Update every record below by replacing "pointer" with "cursor", leaving all other text unchanged.

Material provided:
+ + + + +
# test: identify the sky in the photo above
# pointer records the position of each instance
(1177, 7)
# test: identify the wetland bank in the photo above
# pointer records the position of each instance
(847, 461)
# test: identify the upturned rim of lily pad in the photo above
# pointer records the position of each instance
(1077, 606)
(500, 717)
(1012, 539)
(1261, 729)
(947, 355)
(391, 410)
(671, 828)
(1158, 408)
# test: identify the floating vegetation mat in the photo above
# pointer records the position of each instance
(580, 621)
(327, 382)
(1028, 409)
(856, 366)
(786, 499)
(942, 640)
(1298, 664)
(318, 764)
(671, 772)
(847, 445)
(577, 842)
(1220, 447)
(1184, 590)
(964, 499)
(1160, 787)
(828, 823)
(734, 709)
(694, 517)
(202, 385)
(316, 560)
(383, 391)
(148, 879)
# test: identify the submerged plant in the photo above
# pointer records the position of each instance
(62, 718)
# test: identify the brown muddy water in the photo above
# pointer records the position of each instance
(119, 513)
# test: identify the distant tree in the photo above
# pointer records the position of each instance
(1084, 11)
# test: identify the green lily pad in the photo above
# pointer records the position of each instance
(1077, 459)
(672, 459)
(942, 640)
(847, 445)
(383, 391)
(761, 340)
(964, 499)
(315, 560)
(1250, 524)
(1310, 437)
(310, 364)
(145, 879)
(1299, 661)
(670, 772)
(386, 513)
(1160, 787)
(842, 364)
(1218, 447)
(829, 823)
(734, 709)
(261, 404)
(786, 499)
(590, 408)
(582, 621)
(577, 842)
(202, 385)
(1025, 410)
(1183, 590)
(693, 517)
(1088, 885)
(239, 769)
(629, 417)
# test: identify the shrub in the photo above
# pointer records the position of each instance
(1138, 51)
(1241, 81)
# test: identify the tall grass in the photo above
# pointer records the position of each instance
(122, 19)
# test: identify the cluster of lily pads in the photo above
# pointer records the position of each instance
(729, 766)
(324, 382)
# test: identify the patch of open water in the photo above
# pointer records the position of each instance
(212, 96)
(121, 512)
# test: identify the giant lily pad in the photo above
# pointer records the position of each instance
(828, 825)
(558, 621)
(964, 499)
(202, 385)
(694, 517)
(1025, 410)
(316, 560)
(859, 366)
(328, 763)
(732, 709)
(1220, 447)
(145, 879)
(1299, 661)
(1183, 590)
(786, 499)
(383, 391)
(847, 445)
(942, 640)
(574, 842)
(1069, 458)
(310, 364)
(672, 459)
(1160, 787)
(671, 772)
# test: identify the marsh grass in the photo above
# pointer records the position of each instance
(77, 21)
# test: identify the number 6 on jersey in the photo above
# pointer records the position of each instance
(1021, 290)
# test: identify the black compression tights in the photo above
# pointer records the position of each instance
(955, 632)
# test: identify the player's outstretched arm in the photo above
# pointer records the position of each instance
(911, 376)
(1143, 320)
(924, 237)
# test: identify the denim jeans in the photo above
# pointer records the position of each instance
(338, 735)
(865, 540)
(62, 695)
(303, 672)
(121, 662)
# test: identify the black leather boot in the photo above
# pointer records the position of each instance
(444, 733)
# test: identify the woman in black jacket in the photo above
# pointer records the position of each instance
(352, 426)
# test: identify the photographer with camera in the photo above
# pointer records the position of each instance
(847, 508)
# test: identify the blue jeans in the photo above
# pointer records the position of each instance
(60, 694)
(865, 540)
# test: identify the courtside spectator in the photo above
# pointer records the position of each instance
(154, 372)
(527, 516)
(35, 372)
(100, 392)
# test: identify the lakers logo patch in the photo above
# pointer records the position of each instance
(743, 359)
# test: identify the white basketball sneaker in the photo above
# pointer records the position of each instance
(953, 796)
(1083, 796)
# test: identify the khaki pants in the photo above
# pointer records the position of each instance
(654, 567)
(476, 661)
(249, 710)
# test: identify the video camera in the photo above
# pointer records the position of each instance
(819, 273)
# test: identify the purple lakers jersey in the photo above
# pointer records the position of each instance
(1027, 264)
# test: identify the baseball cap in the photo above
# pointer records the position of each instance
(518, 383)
+ + + + +
Complete answer:
# test: identify the sky in the photo above
# cursor records the position of each instance
(1177, 7)
# test: identify the wetland bank in the photo above
# cursor records the position of each instance
(847, 461)
# test: identify the upturned rim of lily pad in the photo above
# cursor records the position of each instance
(1077, 606)
(500, 717)
(1012, 539)
(1261, 729)
(947, 355)
(391, 410)
(671, 828)
(1158, 408)
# test: identify the floating vegetation mat in the photo above
# cursor records the position of each instance
(580, 621)
(327, 382)
(1028, 409)
(856, 366)
(786, 499)
(942, 640)
(1298, 664)
(318, 764)
(671, 772)
(847, 445)
(577, 842)
(1220, 447)
(1184, 590)
(964, 499)
(1160, 787)
(828, 823)
(734, 709)
(694, 517)
(202, 385)
(316, 560)
(383, 391)
(148, 879)
# test: identify the submerged plant in the photo above
# cursor records the position of each instance
(62, 718)
# test: identify the brown muddy water in the photo above
# cursor records the position of each instance
(119, 513)
# test: identify the distant tree in the photo above
# cursor records the position of each instance
(1084, 11)
# test: identify the green lily pad in the photo above
# cursor records the position of each instance
(1077, 459)
(672, 459)
(942, 640)
(847, 445)
(383, 391)
(761, 340)
(964, 499)
(315, 560)
(1250, 524)
(1310, 437)
(310, 364)
(145, 879)
(1299, 661)
(670, 772)
(386, 513)
(1160, 787)
(842, 364)
(1218, 447)
(829, 823)
(734, 709)
(261, 404)
(786, 499)
(590, 408)
(582, 621)
(577, 842)
(202, 385)
(1025, 410)
(1183, 590)
(693, 517)
(1088, 885)
(239, 769)
(629, 417)
# test: identify the shrub in the photo above
# cursor records the position of each instance
(1138, 51)
(1241, 81)
# test: identify the tall grass in the photo above
# cursor records the position of each instance
(122, 19)
# test: identify the cluster of lily pads in the photo above
# cursor records the position of each instance
(729, 766)
(324, 382)
# test: identify the patch of open water in the photo above
# cursor records the position of each instance
(212, 96)
(121, 512)
# test: identify the giant lily pad in the photo above
# cursor records the position of each instance
(828, 825)
(558, 621)
(964, 499)
(202, 385)
(694, 517)
(1025, 410)
(316, 560)
(859, 366)
(328, 763)
(732, 709)
(1220, 447)
(145, 879)
(1299, 661)
(1183, 590)
(786, 499)
(383, 391)
(847, 445)
(942, 640)
(574, 842)
(1069, 458)
(310, 364)
(672, 459)
(1160, 787)
(671, 772)
# test: identify the marsh grass in the photo above
# cursor records the position of each instance
(77, 21)
# test: identify the number 6 on jersey in the photo above
# cursor records the position of each instance
(1021, 290)
# test: identify the black compression tights in the photo above
# cursor records the position of each instance
(955, 632)
# test: identify the player's outstretched arm in the photo above
# cursor records the position of each instance
(911, 376)
(1143, 320)
(924, 237)
# test: identify the denim jeans in the photo above
# cursor records the position of each instance
(338, 735)
(865, 540)
(62, 695)
(303, 672)
(121, 662)
# test: identify the black leather boot in the photo above
# cursor records the position of each instance
(444, 733)
# test: identify the woman in black jacket in the photo above
# cursor records the position of each instance
(352, 426)
# test: identify the photographer with camera in the photo above
# cursor records the position of each instance
(847, 508)
# test: identify the blue jeans in the photo above
# cursor records the position of each instance
(60, 694)
(865, 540)
# test: identify the courtside spectator in the photo above
# cursor records the position of each instance
(154, 372)
(527, 516)
(35, 372)
(100, 392)
# test: identify the lakers logo patch in the photo above
# cursor records the position of each instance
(743, 359)
# test: identify the white basketball sneaker in the photo above
# cursor records the position of each instance
(953, 796)
(1083, 796)
# test: identify the khaki pants in the photo above
# cursor records the position of each instance
(654, 567)
(476, 661)
(249, 710)
# test: identify the video camera in the photo above
# cursor records the position of each instance
(819, 273)
# test: identify the purple lakers jersey in the photo above
# cursor records the position of each instance
(1027, 264)
# test: identify the baseball cap in the photo above
# cursor records the position of each instance
(518, 383)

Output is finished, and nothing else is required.